__RECORD LIST__.
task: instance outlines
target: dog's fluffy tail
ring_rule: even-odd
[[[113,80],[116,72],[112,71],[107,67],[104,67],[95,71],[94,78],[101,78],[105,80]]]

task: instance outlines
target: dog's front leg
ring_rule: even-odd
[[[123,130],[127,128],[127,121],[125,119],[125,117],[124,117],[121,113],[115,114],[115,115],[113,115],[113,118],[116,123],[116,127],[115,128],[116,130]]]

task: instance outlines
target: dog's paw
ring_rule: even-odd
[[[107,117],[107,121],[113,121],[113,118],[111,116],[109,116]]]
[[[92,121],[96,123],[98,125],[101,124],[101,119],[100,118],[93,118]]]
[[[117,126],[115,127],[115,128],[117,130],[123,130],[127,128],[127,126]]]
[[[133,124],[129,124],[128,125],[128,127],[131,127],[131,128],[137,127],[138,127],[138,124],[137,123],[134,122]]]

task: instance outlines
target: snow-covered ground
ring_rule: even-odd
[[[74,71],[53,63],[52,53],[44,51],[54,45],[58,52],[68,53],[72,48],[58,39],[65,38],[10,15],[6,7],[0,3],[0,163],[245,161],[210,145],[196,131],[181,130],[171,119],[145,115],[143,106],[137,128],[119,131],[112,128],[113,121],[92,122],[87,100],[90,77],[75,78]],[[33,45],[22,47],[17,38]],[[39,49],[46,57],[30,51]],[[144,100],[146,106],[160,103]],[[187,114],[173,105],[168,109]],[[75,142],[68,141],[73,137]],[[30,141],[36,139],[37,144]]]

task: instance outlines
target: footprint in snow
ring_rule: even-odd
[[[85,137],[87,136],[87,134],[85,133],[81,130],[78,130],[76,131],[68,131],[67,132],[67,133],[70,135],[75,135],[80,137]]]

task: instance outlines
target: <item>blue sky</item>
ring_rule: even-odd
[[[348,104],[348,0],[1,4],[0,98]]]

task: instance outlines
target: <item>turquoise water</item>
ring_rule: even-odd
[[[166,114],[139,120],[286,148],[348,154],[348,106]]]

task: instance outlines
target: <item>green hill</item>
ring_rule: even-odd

__EXERCISE AIM__. Report every line of the data above that contains the string "item", treating uppercase and lowercase as different.

__RESPONSE TO THE TASK__.
target: <item>blue sky</item>
target: <item>turquoise water</item>
target: <item>green hill</item>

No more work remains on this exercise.